====== The data ======

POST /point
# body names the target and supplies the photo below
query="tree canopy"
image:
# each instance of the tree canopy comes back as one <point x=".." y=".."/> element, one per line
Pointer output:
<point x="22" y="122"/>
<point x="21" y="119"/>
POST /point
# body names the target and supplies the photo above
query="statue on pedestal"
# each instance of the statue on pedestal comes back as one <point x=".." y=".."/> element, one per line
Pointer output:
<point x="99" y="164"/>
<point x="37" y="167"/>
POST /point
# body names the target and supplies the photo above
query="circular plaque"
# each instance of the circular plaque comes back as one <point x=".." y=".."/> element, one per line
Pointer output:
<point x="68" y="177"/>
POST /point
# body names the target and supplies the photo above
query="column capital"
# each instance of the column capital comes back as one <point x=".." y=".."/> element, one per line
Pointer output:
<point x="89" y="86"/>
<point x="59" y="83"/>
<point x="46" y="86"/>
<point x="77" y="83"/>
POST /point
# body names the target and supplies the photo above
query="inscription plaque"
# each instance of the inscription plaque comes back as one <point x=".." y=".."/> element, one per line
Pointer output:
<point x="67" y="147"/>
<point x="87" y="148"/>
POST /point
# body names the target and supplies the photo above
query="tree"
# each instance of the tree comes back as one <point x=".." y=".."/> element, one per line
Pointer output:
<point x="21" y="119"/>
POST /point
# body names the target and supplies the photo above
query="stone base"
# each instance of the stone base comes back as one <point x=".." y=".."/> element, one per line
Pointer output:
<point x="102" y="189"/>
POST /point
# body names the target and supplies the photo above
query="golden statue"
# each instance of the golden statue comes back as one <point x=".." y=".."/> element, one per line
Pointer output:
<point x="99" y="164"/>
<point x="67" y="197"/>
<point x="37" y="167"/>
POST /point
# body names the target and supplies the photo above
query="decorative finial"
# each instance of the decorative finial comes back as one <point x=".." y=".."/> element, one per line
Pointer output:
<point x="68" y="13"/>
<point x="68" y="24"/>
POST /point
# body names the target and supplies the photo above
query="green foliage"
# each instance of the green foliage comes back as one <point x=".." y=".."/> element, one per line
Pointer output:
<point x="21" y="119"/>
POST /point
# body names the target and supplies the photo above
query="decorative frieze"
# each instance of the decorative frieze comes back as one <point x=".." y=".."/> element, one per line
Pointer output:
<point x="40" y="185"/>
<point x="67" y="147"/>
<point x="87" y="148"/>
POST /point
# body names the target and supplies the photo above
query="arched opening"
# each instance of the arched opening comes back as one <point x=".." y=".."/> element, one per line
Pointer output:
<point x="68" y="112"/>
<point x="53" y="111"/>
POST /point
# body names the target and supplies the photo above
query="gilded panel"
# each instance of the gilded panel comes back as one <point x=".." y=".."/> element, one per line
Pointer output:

======

Try it » Beginning at the top of the data, please return every line until and including the line containing "# each instance of the statue", copied exactly, and nothing past it.

Response to this exercise »
POST /point
# body names the target and supplies the photo below
query="tree canopy"
image:
# each instance of the tree canopy comes back as one <point x=".." y=".."/> element, one per line
Pointer output:
<point x="22" y="122"/>
<point x="21" y="119"/>
POST /point
# body names the target and supplies the photo above
query="statue on pedestal"
# each instance of the statue on pedestal comes back as one <point x=".." y=".."/> element, one per line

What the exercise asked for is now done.